**Short exercise 1**
In the piece about Elaine below, what had Sharla's directions asked the substitute to write on the board?
**Short exercise 2**
Put this sentence from the piece about Elaine into Spanish: "Elaine was always ready to share a laugh with a friend."
**Short exercise 3**
Pick up the piece about Elaine after its final sentence and write what comes next.
-- Start of Supplied text --
My first memory of Elaine comes from way back when I was first subbing at Zavalla Elementary during my early college years. I was in Sharla’s classroom, and she had left directions to write a poem, in cursive, on the board for all the students to copy. I know this is horrible, but I cannot write in cursive…at all. After several failed attempts at writing the poem on the board, I made the walk of shame across the hall and asked a lady that I really didn’t know all that well to come and write it for me. Little did I know that this lady would come to be one of the most precious individuals that would ever walk into my life. We have laughed about that since that day. Elaine was always ready to share a laugh with a friend.

I often joke that I have three moms, my mother of course, and then Elaine and Sharla. Since starting to work at Zavalla they have taken me under their wing and made sure I was well taken care of. There have been months upon months that I never packed a lunch because one or the other was going to bring me leftovers…and they were always there with a holiday shirt (so teachery of them) for me to wear for every occasion. That’s just the way it’s been. Me, Sharla, and Elaine. So many laughs, so many secrets, so much fun.
-- End of Supplied text --
-- Start of Extracted entries --
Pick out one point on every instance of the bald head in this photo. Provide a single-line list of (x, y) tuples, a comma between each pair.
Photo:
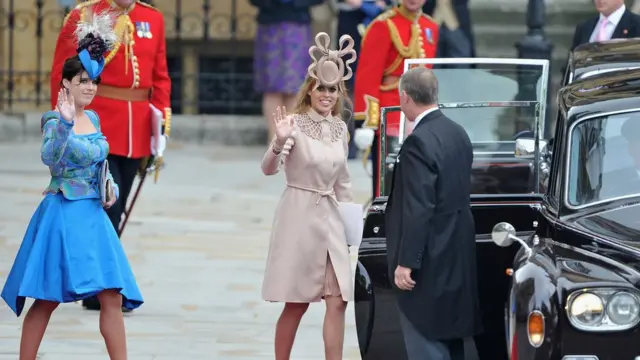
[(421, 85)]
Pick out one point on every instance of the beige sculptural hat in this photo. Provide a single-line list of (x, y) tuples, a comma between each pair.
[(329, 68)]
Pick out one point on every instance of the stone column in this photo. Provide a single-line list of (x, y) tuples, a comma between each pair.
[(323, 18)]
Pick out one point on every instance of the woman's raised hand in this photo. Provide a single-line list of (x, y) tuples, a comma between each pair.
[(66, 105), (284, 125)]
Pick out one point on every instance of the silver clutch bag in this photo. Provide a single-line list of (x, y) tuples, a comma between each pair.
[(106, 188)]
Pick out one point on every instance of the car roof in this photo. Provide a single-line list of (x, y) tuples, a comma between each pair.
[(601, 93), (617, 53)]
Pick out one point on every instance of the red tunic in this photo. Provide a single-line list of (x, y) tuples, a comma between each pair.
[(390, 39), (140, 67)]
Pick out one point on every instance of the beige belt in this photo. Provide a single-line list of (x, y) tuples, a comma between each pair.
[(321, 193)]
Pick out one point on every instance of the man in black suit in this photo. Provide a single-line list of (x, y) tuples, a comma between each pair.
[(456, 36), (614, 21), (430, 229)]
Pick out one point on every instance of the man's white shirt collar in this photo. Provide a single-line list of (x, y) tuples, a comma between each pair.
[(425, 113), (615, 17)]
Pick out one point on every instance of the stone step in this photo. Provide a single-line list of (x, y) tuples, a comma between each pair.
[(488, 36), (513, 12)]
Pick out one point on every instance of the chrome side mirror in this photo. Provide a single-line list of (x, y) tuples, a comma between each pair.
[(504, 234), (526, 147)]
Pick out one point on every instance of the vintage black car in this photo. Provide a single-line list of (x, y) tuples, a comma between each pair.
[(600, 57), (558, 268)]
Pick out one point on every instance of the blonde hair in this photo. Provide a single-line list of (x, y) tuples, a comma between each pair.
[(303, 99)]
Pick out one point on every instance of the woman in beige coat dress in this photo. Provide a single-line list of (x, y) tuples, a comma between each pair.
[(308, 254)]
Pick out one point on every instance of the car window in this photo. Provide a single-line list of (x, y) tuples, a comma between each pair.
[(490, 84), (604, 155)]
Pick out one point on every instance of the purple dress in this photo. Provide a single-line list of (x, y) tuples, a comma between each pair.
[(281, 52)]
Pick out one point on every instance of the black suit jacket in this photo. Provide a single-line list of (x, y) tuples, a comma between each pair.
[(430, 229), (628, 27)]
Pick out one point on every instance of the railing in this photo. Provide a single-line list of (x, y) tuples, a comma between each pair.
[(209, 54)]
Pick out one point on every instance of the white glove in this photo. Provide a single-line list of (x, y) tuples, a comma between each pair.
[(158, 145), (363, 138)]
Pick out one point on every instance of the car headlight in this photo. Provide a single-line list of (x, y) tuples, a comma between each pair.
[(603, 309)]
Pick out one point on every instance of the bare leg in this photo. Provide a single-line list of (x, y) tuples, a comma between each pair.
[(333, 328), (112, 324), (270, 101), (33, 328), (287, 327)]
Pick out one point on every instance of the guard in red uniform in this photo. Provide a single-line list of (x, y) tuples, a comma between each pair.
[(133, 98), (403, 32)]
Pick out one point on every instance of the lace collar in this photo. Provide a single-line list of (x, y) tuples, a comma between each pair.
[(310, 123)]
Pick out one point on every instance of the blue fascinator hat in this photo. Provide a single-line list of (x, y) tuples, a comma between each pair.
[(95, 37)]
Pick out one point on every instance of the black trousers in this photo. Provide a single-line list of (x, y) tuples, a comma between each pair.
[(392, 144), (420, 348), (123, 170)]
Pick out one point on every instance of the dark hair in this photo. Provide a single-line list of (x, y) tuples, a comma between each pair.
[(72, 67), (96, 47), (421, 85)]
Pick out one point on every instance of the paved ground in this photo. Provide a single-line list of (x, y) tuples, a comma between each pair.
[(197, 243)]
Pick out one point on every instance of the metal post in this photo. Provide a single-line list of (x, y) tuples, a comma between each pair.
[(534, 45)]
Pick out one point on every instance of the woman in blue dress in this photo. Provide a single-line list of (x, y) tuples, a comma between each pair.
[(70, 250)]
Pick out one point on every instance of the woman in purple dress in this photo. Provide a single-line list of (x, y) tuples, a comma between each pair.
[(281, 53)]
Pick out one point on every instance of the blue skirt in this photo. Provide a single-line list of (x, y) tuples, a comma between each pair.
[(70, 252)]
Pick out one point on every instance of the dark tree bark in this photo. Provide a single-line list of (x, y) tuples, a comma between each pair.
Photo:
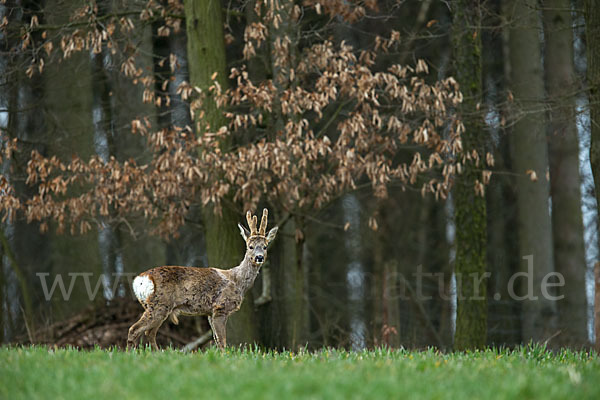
-- End of Extracted entries --
**Response 1**
A poem, in cursive, for all the students to copy.

**Response 2**
Elaine siempre estaba lista para compartir una risa con una amiga.

**Response 3**
If you took the time to watch the slideshow last night you can see that Elaine had the “school teacher” look dripping off of her. She was everything that is school teacher. From her holiday shirts, to her glasses, all the way to the haircut. She made a difference in children’s lives. I have a friend that Elaine taught, she texted me the day we found out that she had passed, and she said “She truly was a sweet woman! I’ll never forget her or the impact she had on me! You may not catch them all, but you may catch one. She caught me when I was in the 2nd grade!” You see, this friend of mine came from a broken home, and on one particularly bad morning, instead of disciplining her, Elaine simply reached down, put her in her lap and held her as they cried together. That was Elaine. She not only worried about a child’s education, but she worried about their hearts. You don’t find that often. 

Elaine, whether she knew it or not, has given me so much advice on life. When I sat at the table and complained over things my children were doing, she just laughed and said, “Soak it up, Aubree, one day you will miss this.” She would tell me to take time, sit on the floor with them, hold them when they cry, for someday they will outgrow wanting their mom. Elaine loved being a mother. She loved her boys. She loved being a grandmother even more. There is nothing that she wouldn’t do for her boys. My heart aches for them. My heart aches for her grandson and the many that will come later in life, for they will miss out on knowing how great of a woman their grandmother was.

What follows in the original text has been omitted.